Teks Dokumen ::
Menjaring Ilmu Sepanjang Hayat

Ilmu ibarat lentera. Eksistensinya, bukan saja memancarkan keindahan dan menerangi kegelapan. Tetapi bisa menjadi sumber penerang abadi. Keabadian ilmu dapat kita rasakan dari aplikasi ilmu dan penyebarannya.

Penyebaran ilmu tidak mungkin terlepas dari apa yang disebut dengan istilah menuntut ilmu. Karenanya, menuntut ilmu merupakan urat nadi dari keabadian ilmu. Berkaitan dengan keabadian ilmu, Rasulullah saw. pernah bersabda, dari Anas bin Malik, ia berkata, Rasulullah saw. bersabda, “Menuntut ilmu adalah kewajiban bagi setiap muslim…” (HR. Ibnu Majah)

Sedangkan dalam hadis lain diriwayatkan Ad-Dailami dan Anas ra, “Orang yang menuntut ilmu berarti menuntut rahmat, orang yang menunut ilmu berrati menjalankan rukun Islam dan pahala yang diberikan kepadanya sama dengan pahala para Nabi.”

Dengan merujuk pada hadis di atas, kita memahami bahwa menuntut ilmu merupakan fardhu ain. Itulah sebabnya, tak ada alasan karena faktor usia, kesibukan, tidak mempunyai kesempatan, dsb. seseorang tidak melakukan interaksi dalam menuntut ilmu. Terlebih ilmu agama.

Meminjam ungkapan M.Thalib (2001), seorang yang mengaku muslim tetapi tidak tahu dan tidak mau mempelajari apa yang menjadi tanggung jawab dirinya kepada Allah dan tanggung jawab dalam kehidupan sehari-hari di dunia ini, berarti telah melanggar kewajiban yang disebutkan dalam hadis di atas.

Oleh karena itu, setiap muslim wajib mempelajari hal yang pokok bagi kehidupan agamanya walaupun dia telah mempelajari pengetahuan duniawi yang dibutuhkan dalam kepentingan hidup di dunia. Ringkasnya, belajar ilmu agama menjadi kewajiban setiap orang Islam hal ini wajib dipelajari sepanjang hayatnya untuk dapat menjalankan kewajiban agamanya sesuai dengan ketentuan yang digariskan Allah dalam Alquran dan diajarkan oleh rasulullah saw.

Mengejar Keabadian
Mempelajari ilmu berarti mengejar keabadian. Kondisi ini sejalan dengan apa yang pernah terekam dari sabda Rasulullah,”Barang siapa pergi untuk mencari ilmu yang dipelajarinya karena Allah, maka Allah akan membukakannya pintu surga kepadanya dan malaikat mengembangkan sayap-sayapnya serta malaikat langit meminta rahmat untuknya juga ikan-ikan di laut.” (HR Abu Dawud, Tirmidzi, Ibnu Majah)

Data yang Diberikan ::
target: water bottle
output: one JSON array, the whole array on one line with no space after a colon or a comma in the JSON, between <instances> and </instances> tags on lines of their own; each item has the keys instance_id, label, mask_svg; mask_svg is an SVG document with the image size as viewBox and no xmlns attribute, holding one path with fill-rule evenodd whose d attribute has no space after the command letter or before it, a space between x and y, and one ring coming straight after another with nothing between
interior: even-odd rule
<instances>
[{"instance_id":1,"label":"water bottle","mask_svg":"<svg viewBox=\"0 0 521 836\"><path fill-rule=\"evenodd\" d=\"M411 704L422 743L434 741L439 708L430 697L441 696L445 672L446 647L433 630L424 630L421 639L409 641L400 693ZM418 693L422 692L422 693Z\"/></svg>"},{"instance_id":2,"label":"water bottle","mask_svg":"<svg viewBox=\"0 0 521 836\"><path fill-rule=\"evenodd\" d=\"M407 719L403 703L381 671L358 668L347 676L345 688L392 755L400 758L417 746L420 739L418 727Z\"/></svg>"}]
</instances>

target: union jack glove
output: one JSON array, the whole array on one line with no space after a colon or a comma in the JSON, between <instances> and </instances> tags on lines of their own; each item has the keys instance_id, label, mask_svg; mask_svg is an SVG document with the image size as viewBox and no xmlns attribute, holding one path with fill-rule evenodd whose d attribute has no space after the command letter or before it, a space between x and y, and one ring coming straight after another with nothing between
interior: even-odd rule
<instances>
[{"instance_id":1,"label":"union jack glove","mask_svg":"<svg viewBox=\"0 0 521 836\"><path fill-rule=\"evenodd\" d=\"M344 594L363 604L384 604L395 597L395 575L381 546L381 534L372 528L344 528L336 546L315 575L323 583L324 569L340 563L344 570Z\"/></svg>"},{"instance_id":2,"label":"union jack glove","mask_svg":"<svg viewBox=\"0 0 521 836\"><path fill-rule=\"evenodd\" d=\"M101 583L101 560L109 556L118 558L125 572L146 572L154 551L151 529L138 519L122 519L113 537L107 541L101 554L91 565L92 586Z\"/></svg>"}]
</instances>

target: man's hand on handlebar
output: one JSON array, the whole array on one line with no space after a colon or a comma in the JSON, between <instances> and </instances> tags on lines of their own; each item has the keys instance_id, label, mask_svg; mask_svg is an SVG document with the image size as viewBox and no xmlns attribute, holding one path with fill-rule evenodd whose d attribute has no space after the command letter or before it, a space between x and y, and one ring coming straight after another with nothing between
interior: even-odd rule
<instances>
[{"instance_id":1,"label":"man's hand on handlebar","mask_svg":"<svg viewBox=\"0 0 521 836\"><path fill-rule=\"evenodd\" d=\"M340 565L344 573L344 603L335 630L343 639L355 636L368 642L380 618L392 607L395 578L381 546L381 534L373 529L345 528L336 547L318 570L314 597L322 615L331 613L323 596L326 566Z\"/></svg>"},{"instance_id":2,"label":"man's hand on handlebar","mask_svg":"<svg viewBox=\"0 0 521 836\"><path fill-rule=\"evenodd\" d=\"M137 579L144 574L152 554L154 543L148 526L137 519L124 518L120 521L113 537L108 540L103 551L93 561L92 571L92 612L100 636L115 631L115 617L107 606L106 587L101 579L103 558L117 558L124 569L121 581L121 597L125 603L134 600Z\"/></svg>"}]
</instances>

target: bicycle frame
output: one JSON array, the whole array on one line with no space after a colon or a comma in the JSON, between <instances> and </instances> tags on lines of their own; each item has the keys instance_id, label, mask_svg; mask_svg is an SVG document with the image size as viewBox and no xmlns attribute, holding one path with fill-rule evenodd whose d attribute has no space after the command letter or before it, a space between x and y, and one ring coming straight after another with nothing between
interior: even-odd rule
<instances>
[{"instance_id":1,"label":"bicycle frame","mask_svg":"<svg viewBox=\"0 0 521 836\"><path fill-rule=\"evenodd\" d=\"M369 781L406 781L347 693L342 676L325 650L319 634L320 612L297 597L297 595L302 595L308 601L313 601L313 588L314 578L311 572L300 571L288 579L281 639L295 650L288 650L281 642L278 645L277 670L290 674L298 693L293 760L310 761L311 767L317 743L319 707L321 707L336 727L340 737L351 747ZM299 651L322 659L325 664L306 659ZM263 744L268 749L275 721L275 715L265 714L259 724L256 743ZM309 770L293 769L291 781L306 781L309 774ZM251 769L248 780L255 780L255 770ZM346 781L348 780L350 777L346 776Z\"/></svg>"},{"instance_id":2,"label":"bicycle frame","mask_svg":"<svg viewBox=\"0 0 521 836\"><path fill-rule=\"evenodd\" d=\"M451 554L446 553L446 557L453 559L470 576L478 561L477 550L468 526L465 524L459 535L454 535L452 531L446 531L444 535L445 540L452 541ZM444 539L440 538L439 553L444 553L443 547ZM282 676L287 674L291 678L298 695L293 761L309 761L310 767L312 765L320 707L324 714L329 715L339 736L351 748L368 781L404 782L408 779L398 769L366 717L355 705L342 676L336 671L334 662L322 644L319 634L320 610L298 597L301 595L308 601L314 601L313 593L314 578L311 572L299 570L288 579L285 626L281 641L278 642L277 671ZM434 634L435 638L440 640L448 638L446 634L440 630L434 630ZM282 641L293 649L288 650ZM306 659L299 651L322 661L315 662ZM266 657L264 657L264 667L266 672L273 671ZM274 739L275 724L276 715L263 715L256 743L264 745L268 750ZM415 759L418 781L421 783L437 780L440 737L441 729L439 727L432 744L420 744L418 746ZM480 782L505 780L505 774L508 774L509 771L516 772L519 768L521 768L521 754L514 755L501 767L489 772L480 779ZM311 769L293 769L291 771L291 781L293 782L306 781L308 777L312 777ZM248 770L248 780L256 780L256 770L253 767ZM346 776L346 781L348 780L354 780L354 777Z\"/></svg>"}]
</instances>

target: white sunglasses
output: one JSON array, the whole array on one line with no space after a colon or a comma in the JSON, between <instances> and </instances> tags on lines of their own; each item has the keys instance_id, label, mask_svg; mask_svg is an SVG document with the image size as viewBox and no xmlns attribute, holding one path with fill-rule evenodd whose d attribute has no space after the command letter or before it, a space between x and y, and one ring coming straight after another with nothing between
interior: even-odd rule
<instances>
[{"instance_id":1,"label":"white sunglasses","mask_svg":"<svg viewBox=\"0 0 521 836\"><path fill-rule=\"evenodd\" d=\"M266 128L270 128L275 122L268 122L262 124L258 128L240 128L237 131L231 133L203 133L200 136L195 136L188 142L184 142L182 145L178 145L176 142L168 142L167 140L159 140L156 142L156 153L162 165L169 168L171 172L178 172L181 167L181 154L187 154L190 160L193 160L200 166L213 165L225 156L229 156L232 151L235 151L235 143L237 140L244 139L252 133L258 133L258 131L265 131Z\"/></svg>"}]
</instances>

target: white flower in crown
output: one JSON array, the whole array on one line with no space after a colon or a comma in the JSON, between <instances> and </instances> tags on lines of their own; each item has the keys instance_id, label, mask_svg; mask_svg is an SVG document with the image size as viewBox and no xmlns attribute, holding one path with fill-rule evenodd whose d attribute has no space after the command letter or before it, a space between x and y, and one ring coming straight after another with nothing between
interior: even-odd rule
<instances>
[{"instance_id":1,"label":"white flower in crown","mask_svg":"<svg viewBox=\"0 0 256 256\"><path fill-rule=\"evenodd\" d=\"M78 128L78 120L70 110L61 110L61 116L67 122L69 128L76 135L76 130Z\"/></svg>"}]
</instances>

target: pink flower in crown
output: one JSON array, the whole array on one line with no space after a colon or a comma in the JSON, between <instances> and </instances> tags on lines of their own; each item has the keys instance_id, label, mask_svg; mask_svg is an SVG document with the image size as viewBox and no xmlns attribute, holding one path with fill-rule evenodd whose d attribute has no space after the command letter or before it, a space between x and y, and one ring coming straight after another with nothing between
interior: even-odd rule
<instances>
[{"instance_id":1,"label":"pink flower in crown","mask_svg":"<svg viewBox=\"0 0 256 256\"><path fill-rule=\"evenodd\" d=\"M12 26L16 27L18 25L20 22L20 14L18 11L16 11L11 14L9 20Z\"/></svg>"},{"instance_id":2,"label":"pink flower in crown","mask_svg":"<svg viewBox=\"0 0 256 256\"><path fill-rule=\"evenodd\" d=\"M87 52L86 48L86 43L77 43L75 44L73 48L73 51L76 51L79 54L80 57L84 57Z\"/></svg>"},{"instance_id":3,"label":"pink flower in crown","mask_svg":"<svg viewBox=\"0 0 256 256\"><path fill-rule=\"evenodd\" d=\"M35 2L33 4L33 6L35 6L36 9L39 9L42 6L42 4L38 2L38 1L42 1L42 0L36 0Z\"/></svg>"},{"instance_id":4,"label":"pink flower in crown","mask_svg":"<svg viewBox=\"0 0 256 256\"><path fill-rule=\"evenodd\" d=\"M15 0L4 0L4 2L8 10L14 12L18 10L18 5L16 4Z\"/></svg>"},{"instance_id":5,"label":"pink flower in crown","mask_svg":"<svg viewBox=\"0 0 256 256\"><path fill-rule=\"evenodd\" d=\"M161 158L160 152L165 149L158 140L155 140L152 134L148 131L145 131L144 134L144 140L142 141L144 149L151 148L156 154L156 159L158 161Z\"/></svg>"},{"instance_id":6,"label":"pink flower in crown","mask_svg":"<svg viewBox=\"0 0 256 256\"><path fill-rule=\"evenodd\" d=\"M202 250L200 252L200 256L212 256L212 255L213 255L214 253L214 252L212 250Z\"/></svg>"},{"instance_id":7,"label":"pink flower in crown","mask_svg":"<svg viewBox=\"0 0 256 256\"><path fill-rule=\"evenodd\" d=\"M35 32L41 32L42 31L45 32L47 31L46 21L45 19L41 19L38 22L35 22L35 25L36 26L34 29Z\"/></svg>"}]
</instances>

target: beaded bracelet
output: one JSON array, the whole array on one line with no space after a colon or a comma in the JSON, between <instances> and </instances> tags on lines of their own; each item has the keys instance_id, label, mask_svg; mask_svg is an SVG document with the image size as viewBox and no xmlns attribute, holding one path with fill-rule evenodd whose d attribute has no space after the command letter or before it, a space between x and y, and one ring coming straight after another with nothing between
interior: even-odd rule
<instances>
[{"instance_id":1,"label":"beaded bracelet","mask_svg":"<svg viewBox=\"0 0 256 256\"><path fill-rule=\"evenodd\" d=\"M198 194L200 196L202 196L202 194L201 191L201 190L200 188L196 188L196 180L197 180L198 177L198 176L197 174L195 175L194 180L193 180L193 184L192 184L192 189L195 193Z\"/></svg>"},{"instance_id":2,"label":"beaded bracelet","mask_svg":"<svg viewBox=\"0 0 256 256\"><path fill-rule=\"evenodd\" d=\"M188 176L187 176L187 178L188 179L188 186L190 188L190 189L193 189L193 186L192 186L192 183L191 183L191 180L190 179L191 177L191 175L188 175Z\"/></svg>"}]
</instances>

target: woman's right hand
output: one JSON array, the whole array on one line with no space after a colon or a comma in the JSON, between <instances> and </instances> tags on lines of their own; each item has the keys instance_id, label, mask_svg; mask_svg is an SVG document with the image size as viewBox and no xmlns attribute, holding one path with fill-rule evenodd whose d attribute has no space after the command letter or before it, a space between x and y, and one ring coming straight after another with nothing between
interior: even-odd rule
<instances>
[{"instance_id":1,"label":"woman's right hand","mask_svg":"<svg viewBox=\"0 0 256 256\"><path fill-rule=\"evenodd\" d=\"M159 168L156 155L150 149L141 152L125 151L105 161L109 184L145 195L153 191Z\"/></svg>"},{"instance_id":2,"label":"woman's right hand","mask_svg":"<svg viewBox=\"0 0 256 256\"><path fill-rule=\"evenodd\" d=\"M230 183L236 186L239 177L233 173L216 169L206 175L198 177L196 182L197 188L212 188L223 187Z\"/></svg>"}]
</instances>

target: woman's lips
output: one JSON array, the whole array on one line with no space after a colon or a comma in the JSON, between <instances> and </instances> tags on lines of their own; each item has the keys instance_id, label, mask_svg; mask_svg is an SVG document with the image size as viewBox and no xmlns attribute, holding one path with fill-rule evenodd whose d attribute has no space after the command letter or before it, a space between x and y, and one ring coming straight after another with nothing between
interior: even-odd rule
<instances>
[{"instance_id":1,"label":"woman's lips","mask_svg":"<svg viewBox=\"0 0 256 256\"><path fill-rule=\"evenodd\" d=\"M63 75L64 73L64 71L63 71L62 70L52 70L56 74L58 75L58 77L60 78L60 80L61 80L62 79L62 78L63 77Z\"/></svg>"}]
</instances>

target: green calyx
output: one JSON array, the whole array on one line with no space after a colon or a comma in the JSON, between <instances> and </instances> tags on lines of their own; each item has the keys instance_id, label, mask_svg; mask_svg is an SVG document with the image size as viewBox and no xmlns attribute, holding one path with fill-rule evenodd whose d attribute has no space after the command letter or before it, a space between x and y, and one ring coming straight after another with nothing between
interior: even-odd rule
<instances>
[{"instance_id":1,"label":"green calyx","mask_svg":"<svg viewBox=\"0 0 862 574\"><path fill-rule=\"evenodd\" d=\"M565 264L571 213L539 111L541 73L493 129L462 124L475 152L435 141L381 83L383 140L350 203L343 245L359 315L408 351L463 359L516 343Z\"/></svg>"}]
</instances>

Yang Harus Dikerjakan ::
Dalam teks tentang menuntut ilmu, ilmu diibaratkan sebagai apa?

Jawaban Tugas Ini ::
Ilmu diibaratkan sebagai lentera.